* **What you have to do**: The entries below are to be transcribed in full, without their images.

────────

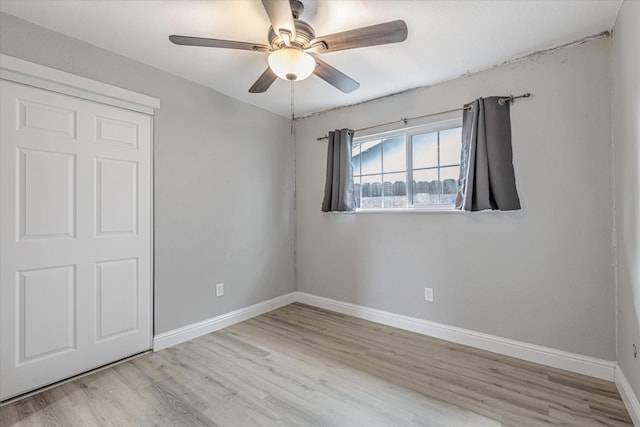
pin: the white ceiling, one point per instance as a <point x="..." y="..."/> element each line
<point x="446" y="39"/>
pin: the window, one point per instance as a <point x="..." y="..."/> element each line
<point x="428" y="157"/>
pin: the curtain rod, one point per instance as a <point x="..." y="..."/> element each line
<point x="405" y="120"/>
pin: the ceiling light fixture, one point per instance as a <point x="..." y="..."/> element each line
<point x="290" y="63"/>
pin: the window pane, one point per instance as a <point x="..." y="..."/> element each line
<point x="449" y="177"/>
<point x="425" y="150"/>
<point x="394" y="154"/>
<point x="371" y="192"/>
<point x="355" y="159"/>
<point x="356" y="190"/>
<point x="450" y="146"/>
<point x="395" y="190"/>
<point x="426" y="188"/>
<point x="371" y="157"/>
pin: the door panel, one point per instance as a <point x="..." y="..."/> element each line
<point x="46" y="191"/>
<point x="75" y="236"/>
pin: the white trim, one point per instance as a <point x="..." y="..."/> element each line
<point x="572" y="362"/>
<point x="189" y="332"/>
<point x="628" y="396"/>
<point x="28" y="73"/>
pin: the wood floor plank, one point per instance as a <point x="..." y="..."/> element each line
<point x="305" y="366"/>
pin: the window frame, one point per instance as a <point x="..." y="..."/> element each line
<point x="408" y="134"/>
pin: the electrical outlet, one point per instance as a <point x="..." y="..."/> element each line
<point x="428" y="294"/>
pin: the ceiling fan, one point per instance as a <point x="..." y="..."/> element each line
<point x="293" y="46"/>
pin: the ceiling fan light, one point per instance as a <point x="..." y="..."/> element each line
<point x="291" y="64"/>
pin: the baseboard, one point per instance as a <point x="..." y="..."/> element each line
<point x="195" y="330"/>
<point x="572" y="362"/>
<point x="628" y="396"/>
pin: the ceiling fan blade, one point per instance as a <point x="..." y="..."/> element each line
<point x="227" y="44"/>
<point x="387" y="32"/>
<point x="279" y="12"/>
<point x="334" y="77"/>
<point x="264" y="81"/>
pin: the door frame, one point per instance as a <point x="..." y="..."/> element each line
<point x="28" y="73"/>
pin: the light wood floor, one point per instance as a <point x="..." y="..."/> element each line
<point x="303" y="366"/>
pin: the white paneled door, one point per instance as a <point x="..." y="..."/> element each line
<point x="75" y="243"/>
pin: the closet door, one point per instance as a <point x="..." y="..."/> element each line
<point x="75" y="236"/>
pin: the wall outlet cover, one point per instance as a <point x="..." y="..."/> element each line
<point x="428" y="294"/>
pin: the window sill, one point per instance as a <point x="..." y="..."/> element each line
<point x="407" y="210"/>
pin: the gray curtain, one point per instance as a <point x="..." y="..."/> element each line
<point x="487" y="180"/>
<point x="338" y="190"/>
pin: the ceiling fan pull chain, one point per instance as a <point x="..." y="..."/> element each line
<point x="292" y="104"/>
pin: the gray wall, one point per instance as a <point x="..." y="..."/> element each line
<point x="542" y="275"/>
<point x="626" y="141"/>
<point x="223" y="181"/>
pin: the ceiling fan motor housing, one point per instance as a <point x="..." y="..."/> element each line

────────

* **Answer to this problem**:
pin: the white ceiling, one point per instance as a <point x="..." y="..."/> element each line
<point x="446" y="39"/>
pin: the window, one point per instance as a <point x="..." y="..."/> element each line
<point x="428" y="157"/>
pin: the curtain rod, one point per instance as a <point x="..." y="..."/> element each line
<point x="405" y="120"/>
pin: the ceiling light fixture, one point per instance as a <point x="..." y="..."/> element each line
<point x="290" y="63"/>
pin: the window pane, one point per instance as a <point x="..." y="..."/> element each line
<point x="449" y="177"/>
<point x="425" y="150"/>
<point x="394" y="154"/>
<point x="371" y="192"/>
<point x="355" y="159"/>
<point x="356" y="190"/>
<point x="450" y="146"/>
<point x="395" y="190"/>
<point x="426" y="188"/>
<point x="371" y="157"/>
pin: the door panel, one point per instance as a <point x="..." y="..."/> element each line
<point x="46" y="191"/>
<point x="75" y="236"/>
pin: the white trim, one point per instance as a <point x="..." y="..."/> element each line
<point x="572" y="362"/>
<point x="189" y="332"/>
<point x="628" y="396"/>
<point x="28" y="73"/>
pin: the wood floor plank, one point per instance as a <point x="..." y="..."/> element each line
<point x="305" y="366"/>
pin: the window frame, one point per instance as a <point x="..." y="..."/> element each line
<point x="408" y="134"/>
pin: the electrical outlet, one point per instance as a <point x="..." y="..."/> element each line
<point x="428" y="294"/>
pin: the ceiling fan, one point per instance as a <point x="..." y="..."/> element each line
<point x="293" y="46"/>
pin: the ceiling fan light, one point per instance as a <point x="..." y="..."/> element each line
<point x="291" y="64"/>
pin: the baseboard, one point per instance as a <point x="..." y="..."/> element each line
<point x="195" y="330"/>
<point x="572" y="362"/>
<point x="628" y="396"/>
pin: the ceiling fan blade, one point per instance as a <point x="..." y="..."/> element each line
<point x="227" y="44"/>
<point x="387" y="32"/>
<point x="279" y="12"/>
<point x="334" y="77"/>
<point x="264" y="81"/>
pin: the door frame, one point per instance as a <point x="..." y="..."/> element each line
<point x="28" y="73"/>
pin: the light wood floor, one point per instance as a <point x="..." y="..."/> element each line
<point x="303" y="366"/>
pin: the white paneled door, one point per instance as a <point x="..." y="..."/> element each line
<point x="75" y="243"/>
pin: the closet door, one point per instance as a <point x="..." y="..."/> element each line
<point x="75" y="236"/>
pin: the wall outlet cover, one point per instance as a <point x="..." y="..."/> element each line
<point x="428" y="294"/>
pin: the window sill, one point per instance as a <point x="..." y="..."/> element each line
<point x="407" y="210"/>
pin: the gray curtain, one point per instance as a <point x="..." y="..."/> element each line
<point x="487" y="180"/>
<point x="338" y="190"/>
pin: the ceiling fan pull chain, one point per instance as a <point x="..." y="..."/> element each line
<point x="292" y="104"/>
pin: the gray wall, one point per instance as a <point x="..." y="..."/> element each line
<point x="542" y="275"/>
<point x="626" y="141"/>
<point x="223" y="181"/>
pin: the ceiling fan motor housing, one point per instance as a <point x="..." y="..."/> element each line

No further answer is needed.